## Supplied material
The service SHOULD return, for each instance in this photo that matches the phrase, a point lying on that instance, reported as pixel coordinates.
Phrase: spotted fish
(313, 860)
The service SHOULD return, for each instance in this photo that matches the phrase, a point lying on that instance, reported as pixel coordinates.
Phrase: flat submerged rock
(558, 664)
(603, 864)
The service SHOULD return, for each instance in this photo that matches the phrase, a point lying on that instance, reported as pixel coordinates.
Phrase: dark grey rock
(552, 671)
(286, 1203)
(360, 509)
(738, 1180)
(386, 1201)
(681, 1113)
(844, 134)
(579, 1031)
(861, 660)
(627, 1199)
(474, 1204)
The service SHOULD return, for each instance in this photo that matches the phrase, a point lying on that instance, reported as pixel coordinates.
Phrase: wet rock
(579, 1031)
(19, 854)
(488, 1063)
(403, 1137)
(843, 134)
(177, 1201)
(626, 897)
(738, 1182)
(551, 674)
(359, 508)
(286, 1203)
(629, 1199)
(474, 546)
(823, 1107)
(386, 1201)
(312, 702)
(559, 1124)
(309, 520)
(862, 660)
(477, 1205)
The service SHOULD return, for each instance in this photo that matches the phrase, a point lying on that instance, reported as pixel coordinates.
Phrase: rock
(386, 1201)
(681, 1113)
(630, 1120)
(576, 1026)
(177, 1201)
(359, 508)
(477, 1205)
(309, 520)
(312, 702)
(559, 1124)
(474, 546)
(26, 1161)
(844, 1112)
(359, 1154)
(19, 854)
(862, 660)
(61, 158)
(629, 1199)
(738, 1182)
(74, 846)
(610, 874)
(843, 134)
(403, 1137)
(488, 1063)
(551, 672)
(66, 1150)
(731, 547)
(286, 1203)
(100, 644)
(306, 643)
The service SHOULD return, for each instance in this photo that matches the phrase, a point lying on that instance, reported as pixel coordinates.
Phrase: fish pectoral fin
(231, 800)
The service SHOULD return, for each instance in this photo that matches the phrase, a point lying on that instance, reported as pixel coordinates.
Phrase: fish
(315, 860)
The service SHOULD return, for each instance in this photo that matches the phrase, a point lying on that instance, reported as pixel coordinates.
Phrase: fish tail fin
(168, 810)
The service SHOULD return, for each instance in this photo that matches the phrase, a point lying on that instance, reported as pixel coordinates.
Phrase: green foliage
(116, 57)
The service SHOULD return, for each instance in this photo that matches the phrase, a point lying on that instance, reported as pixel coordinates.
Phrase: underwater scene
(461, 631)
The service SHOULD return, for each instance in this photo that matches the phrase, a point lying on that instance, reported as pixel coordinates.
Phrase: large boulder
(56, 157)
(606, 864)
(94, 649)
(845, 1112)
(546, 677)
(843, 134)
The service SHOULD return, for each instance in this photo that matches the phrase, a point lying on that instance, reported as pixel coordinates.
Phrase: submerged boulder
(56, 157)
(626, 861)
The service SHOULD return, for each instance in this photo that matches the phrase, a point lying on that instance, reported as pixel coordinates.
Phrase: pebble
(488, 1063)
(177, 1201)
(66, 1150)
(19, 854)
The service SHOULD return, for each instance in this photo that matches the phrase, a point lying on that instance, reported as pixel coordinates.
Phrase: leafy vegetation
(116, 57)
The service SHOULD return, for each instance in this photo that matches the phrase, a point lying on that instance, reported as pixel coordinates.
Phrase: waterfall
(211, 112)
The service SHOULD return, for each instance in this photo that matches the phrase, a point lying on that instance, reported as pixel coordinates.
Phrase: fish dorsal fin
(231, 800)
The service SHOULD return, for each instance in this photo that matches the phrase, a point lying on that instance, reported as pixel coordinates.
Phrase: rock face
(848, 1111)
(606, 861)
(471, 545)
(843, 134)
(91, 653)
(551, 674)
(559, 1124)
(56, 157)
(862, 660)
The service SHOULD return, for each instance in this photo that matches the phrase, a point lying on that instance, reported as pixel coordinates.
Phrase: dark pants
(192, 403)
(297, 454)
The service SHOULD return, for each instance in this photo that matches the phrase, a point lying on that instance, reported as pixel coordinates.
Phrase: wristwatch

## Activity
Output all of the entries, exactly as they are written.

## Solution
The service SHOULD return, for each instance in this photo that matches the phrase, a point lying on that instance, reported as pixel coordinates.
Phrase: spotted fish
(313, 860)
The service SHOULD return, for each instance in this photo that matches the phrase, a point lying on that instance, reported as pixel coordinates.
Phrase: flat submerged rock
(558, 664)
(603, 864)
The service SHOULD return, for each instance in this photo that matches the phrase, a point lying on that instance, reported as pixel coordinates.
Phrase: dark grey rock
(552, 671)
(286, 1203)
(360, 509)
(738, 1180)
(386, 1201)
(681, 1113)
(844, 134)
(579, 1031)
(861, 660)
(627, 1199)
(474, 1204)
The service SHOULD return, for each instance in this photo that matches the phrase, a point lying on that instance, reported as pixel coordinates.
Phrase: wet rock
(579, 1031)
(19, 854)
(488, 1063)
(403, 1137)
(843, 134)
(177, 1201)
(626, 897)
(738, 1182)
(551, 674)
(359, 508)
(286, 1203)
(629, 1199)
(474, 546)
(823, 1107)
(386, 1201)
(312, 702)
(559, 1124)
(309, 520)
(862, 660)
(477, 1205)
The service SHOULD return, for each instance in this photo that matches the phrase, a point lying on that instance, reported as pixel coordinates.
Phrase: rock
(386, 1201)
(681, 1113)
(630, 1120)
(576, 1026)
(177, 1201)
(359, 508)
(477, 1205)
(309, 520)
(312, 702)
(559, 1124)
(474, 546)
(26, 1161)
(844, 1112)
(359, 1154)
(19, 854)
(862, 660)
(61, 158)
(629, 1199)
(738, 1182)
(74, 846)
(610, 874)
(843, 134)
(403, 1137)
(488, 1063)
(551, 672)
(66, 1150)
(731, 547)
(286, 1203)
(100, 644)
(306, 643)
The service SHOULD return, for each instance in this photo that matches the phrase, a point lying on that instance, reported as pixel coordinates.
Phrase: fish pectoral fin
(231, 800)
The service SHOULD return, for each instance in this photo that matches the phrase, a point lying on that instance, reported as pixel coordinates.
Phrase: fish
(315, 860)
The service SHOULD return, for each instance in this photo that matches the phrase, a point lying on that instance, reported as pixel coordinates.
Phrase: fish tail fin
(168, 810)
The service SHOULD return, for each instance in this photo that matches the phrase, a point lying on that instance, reported as pixel coordinates.
Phrase: green foliage
(116, 57)
The service SHOULD return, for each instance in this photo that matches the phrase, a point lying on that instance, reported as pixel coordinates.
Phrase: underwater scene
(461, 631)
The service SHOULD return, for each instance in this photo that matches the phrase, a point lying on that instance, reported as pixel coordinates.
Phrase: large boulder
(56, 157)
(606, 864)
(94, 649)
(845, 1112)
(546, 677)
(843, 134)
The service SHOULD return, for each instance in this photo that matches the phrase, a point lying on that instance, reported as pixel coordinates.
Phrase: submerged boulder
(56, 157)
(626, 861)
The service SHOULD return, for each instance in this photo that matches the phrase, a point lying on that instance, reported as pixel coordinates.
Phrase: pebble
(488, 1063)
(177, 1201)
(66, 1150)
(19, 854)
The service SHOULD return, for each instance in this photo that matches the phrase, a point lying on that instance, reported as pixel coordinates.
Phrase: leafy vegetation
(116, 57)
The service SHOULD return, for each instance in this photo that matches the phrase, a point lying on that instance, reported as pixel coordinates.
Phrase: waterfall
(211, 112)
The service SHOULD return, for each instance in this photo that matches the phrase, a point lying on that instance, reported as pixel coordinates.
Phrase: fish dorsal fin
(231, 800)
The service SHOULD return, for each instance in this photo that matches the phrase, a point lying on that instance, reported as pixel coordinates.
Phrase: rock face
(848, 1111)
(606, 861)
(471, 545)
(843, 134)
(91, 653)
(551, 674)
(559, 1124)
(56, 157)
(862, 660)
The service SHOULD return, for each instance in this photo that matches the phrase, a point lying on that instance, reported as pixel coordinates.
Phrase: dark pants
(192, 403)
(297, 454)
The service SHOULD return, for each instance in this photo that matches the phrase, a point lying on that instance, reported as pixel coordinates.
Phrase: wristwatch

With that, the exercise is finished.